Rescale the material starting at its first line and ending at the line that contains "704], [442, 697]]]", both included, and output only those lines. Copy every line in full, but multiply each vertex coordinate in the answer outlines by 1.05 and round it to a whole number, with halves rounded up.
------------------------
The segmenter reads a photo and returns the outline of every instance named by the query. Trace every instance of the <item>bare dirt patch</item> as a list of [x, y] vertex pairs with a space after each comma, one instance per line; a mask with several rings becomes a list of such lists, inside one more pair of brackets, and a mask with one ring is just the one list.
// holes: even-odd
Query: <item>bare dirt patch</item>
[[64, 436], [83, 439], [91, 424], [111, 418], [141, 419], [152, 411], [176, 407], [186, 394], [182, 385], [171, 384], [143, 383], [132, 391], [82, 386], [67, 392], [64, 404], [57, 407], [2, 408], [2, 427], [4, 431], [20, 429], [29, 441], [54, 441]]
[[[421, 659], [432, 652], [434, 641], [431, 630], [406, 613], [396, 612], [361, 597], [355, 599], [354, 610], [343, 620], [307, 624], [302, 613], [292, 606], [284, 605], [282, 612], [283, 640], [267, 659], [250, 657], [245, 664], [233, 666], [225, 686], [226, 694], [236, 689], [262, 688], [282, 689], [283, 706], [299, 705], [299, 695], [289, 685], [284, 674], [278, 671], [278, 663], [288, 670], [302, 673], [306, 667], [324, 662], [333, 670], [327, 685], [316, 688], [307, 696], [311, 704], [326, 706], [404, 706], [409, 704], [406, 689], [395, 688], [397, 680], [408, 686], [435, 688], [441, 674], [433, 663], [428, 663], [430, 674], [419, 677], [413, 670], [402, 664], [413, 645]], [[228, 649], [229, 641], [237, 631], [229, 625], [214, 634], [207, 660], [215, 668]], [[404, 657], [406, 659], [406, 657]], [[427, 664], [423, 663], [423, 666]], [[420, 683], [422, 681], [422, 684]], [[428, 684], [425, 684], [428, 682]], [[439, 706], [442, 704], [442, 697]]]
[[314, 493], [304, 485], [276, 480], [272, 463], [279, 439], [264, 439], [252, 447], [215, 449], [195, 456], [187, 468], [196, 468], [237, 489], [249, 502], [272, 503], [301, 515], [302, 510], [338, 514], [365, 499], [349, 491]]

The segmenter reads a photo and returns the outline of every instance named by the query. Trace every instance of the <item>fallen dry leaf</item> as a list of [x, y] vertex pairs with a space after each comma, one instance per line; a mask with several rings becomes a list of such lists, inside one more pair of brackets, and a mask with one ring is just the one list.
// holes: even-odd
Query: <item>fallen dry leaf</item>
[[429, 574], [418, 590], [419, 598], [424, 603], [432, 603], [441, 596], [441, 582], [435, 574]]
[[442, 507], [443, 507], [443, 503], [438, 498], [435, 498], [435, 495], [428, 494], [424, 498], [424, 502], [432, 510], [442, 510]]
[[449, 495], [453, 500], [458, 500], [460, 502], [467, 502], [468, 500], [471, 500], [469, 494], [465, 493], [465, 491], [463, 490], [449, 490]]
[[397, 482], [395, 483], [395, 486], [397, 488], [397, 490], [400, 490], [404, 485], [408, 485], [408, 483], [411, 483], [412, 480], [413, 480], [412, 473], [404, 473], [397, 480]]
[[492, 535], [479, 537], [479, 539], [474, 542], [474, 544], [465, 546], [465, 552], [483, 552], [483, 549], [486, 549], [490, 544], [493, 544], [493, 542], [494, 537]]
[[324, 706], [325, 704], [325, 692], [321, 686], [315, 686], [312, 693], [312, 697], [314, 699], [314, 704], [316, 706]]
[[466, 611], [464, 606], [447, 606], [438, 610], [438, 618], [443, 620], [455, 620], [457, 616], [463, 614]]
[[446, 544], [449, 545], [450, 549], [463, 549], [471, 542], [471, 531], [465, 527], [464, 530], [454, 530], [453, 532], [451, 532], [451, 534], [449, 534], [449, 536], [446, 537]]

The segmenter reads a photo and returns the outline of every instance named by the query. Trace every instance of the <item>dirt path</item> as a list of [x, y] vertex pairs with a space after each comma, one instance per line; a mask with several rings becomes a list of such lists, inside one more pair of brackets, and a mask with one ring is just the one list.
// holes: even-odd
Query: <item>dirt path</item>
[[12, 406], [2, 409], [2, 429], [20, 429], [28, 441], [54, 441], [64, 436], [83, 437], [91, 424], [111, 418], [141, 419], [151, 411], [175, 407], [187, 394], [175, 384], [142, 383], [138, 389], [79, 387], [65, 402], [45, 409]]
------------------------
▸ ANSWER:
The segmenter reads a photo and returns the outline of every instance named by the query. Trace every instance of the <item>bare dirt patch</item> as a list of [x, y] vertex pairs with a space after each comma, one instance per line; a mask with several rings becomes a list of such lists, inside one more pair of brackets, and a mask with one ring is just the one list.
// holes: even-odd
Query: <item>bare dirt patch</item>
[[67, 458], [87, 461], [96, 445], [117, 439], [148, 440], [160, 432], [185, 427], [195, 414], [191, 404], [180, 403], [150, 402], [139, 411], [86, 405], [70, 412], [67, 424], [60, 427], [2, 428], [2, 448], [4, 453], [21, 450], [30, 463], [57, 463]]
[[[442, 692], [454, 685], [456, 673], [453, 662], [426, 644], [416, 643], [379, 627], [373, 629], [372, 641], [360, 651], [322, 655], [317, 644], [307, 636], [298, 635], [296, 643], [297, 672], [280, 692], [263, 690], [257, 697], [245, 699], [236, 720], [237, 729], [248, 723], [275, 722], [296, 723], [297, 741], [314, 740], [314, 730], [303, 719], [298, 708], [292, 705], [292, 696], [302, 704], [317, 707], [321, 700], [340, 695], [350, 704], [343, 719], [332, 722], [322, 731], [327, 739], [342, 741], [424, 741], [429, 739], [426, 723], [415, 722], [417, 714], [428, 720], [457, 722], [463, 708], [455, 696], [449, 696], [452, 708], [440, 711], [434, 704], [422, 697], [434, 677]], [[239, 681], [240, 673], [249, 663], [240, 656], [225, 666], [217, 693], [226, 701]], [[424, 690], [426, 692], [426, 690]], [[448, 697], [444, 696], [444, 699]], [[441, 717], [443, 715], [443, 718]], [[449, 718], [446, 718], [449, 716]], [[461, 741], [464, 739], [464, 732]]]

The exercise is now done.